判断以下三种说法是否与正文相符，逐条回答是或否，并引用正文中起决定作用的原文。
1. 状态 $f[i][j][0/1]$ 中的 $j$ 表示模 $p$ 的值。
2. 作者主张用 $m^3log$ 的矩阵乘法来求解。
3. 代码中用于取模的常数是 20170408。

**正文**
******
【LOJ#2002】【SDOI2017】—序列计数（倍增dp）

传送门

$f[i][j][0/1]$

表示$i$个数，模$p$为$j$,有无质数的方案

倍增$dp$$O(m^2log)$就完了啊
为什么要$m^3log$的矩乘啊

#include<bits/stdc++.h>
using namespace std;
const int RLEN=(1<<20)|5;
inline char gc(){
	static char ibuf[RLEN],*ib,*ob;
	(ib==ob)&&(ob=(ib=ibuf)+fread(ibuf,1,RLEN,stdin));
	return (ib==ob)?EOF:*ib++;
}
#define gc getchar
inline int read(){
	char ch=gc();
	int res=0,f=1;
	while(!isdigit(ch))f^=ch=='-',ch=gc();
	while(isdigit(ch))res=(res+(res<<2)<<1)+(ch^48),ch=gc();
	return f?res:-res;
}
#define pb push_back
#define re register
#define fi first
#define se second
#define pii pair<int,int>
#define cs const
#define bg begin
#define ll long long
#define poly vector<int>
template<class tp>inline void chemx(tp &a,tp b){a<b?a=b:0;}
template<class tp>inline void chemn(tp &a,tp b){a>b?a=b:0;}
cs int mod=20170408;
inline int add(int a,int b){a+=b-mod;return a+(a>>31&mod);}
inline void Add(int &a,int b){a+=b-mod;a+=a>>31&mod;}
inline int dec(int a,int b){a-=b;return a+(a>>31&mod);}
inline void Dec(int &a,int b){a-=b;a+=a>>31&mod;}
inline int mul(int a,int b){static ll r;r=1ll*a*b;return r>=mod?r%mod:r;}
inline void Mul(int &a,int b){static ll r;r=1ll*a*b;a=r>=mod?r%mod:r;}
inline int ksm(int a,int b,int res=1){for(;b;b>>=1,Mul(a,a))(b&1)&&(Mul(res,a),1);return res;}
inline int Inv(int x){return ksm(x,mod-2);}
cs int N=20000005;
char xxx;
bitset<N> vis;
int pr[2000005],tot;
int n,m,p;
struct node{
	int a0,a1;
	node(int _a0=0,int _a1=0):a0(_a0),a1(_a1){}
	inline void operator +=(cs node &x){
		Add(a0,x.a0),Add(a1,x.a1);
	}
	friend inline node operator *(cs node &a,cs node &b){
		return node(mul(a.a0,b.a0),(1ll*a.a0*b.a1+1ll*b.a0*a.a1+1ll*a.a1*b.a1)%mod);
	}
}f[105],res[105],g[105];
inline void Mult(node *a,node *b,node *tmp){
	for(int i=0;i<p;i++)g[i]=node();
	for(int i=0;i<p;i++)
	for(int j=0;j<p;j++)
	g[(i+j)>=p?(i+j-p):(i+j)]+=a[i]*b[j];
	for(int i=0;i<p;i++)tmp[i]=g[i];
}
char yyy;
inline void init(int l){
	cs int len=l;
	vis[1]=1;
	for(int i=2;i<=len;i++){
		if(!vis[i])pr[++tot]=i;
		for(int j=1;j<=tot&&i*pr[j]<=len;j++){
			vis[i*pr[j]]=1;
			if(i-i/pr[j]*pr[j]==0)break;
		}
	}
}
int main(){
	n=read(),m=read(),p=read();
	init(m);
	for(int i=1;i<=m;i++)if(vis[i])f[i-i/p*p].a0++;else f[i-i/p*p].a1++;
	res[0].a0=1;
	for(;n;n>>=1,Mult(f,f,f))if(n&1)Mult(res,f,res);
	cout<<res[0].a1<<'
';
}
******
**原始数据**
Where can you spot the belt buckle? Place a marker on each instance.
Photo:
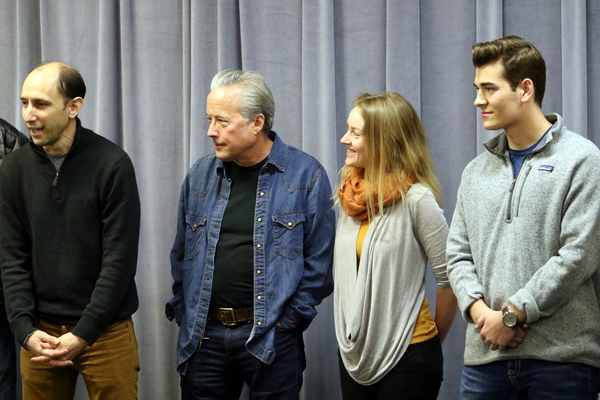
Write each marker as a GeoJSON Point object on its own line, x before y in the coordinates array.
{"type": "Point", "coordinates": [227, 316]}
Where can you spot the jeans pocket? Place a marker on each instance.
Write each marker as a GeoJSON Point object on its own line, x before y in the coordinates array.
{"type": "Point", "coordinates": [288, 234]}
{"type": "Point", "coordinates": [194, 234]}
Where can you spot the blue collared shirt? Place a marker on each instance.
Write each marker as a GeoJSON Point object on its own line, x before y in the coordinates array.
{"type": "Point", "coordinates": [294, 230]}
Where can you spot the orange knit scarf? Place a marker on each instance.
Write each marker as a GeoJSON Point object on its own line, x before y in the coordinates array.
{"type": "Point", "coordinates": [353, 196]}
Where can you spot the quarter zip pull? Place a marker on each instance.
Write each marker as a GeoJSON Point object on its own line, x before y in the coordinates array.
{"type": "Point", "coordinates": [509, 206]}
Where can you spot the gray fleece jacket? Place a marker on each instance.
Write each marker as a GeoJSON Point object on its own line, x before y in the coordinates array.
{"type": "Point", "coordinates": [534, 242]}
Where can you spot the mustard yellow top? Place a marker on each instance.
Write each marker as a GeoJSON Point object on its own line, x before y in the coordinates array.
{"type": "Point", "coordinates": [425, 327]}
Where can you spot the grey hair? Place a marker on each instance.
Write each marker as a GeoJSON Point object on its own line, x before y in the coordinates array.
{"type": "Point", "coordinates": [256, 98]}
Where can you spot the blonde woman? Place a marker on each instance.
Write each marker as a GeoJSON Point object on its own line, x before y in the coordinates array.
{"type": "Point", "coordinates": [390, 226]}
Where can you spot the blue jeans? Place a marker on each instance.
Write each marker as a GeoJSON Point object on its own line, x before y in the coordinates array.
{"type": "Point", "coordinates": [222, 364]}
{"type": "Point", "coordinates": [418, 375]}
{"type": "Point", "coordinates": [530, 379]}
{"type": "Point", "coordinates": [8, 360]}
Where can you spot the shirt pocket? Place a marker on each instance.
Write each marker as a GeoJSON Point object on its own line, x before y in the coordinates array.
{"type": "Point", "coordinates": [194, 234]}
{"type": "Point", "coordinates": [288, 234]}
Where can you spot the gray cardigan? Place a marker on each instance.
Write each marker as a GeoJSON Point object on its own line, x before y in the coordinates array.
{"type": "Point", "coordinates": [376, 310]}
{"type": "Point", "coordinates": [535, 243]}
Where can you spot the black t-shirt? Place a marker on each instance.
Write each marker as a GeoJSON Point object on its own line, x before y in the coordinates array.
{"type": "Point", "coordinates": [233, 281]}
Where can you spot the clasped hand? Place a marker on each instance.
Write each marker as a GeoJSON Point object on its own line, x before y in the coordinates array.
{"type": "Point", "coordinates": [495, 334]}
{"type": "Point", "coordinates": [55, 351]}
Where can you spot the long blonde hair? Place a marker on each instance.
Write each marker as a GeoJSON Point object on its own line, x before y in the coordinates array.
{"type": "Point", "coordinates": [396, 146]}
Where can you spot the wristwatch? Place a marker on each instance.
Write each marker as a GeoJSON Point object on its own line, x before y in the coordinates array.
{"type": "Point", "coordinates": [510, 318]}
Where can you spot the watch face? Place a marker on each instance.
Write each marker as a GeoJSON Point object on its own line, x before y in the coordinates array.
{"type": "Point", "coordinates": [510, 319]}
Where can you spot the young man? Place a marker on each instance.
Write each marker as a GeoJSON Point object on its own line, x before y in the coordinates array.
{"type": "Point", "coordinates": [524, 245]}
{"type": "Point", "coordinates": [10, 140]}
{"type": "Point", "coordinates": [69, 227]}
{"type": "Point", "coordinates": [253, 252]}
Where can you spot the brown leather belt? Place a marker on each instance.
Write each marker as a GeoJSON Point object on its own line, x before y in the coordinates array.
{"type": "Point", "coordinates": [231, 316]}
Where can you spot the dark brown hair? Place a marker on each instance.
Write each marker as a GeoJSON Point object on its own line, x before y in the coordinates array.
{"type": "Point", "coordinates": [520, 59]}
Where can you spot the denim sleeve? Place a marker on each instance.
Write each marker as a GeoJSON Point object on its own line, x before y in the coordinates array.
{"type": "Point", "coordinates": [175, 307]}
{"type": "Point", "coordinates": [317, 279]}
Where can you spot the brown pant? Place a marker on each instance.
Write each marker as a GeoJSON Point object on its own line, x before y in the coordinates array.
{"type": "Point", "coordinates": [109, 367]}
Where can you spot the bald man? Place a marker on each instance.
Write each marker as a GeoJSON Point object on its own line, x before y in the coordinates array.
{"type": "Point", "coordinates": [69, 229]}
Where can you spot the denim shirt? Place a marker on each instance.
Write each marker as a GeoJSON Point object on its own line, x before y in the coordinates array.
{"type": "Point", "coordinates": [294, 232]}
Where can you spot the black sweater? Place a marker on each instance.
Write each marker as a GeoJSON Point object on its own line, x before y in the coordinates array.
******
**作答结果**
1. 是。"表示$i$个数，模$p$为$j$,有无质数的方案"
2. 否。"倍增$dp$$O(m^2log)$就完了啊
为什么要$m^3log$的矩乘啊"
3. 是。"cs int mod=20170408;"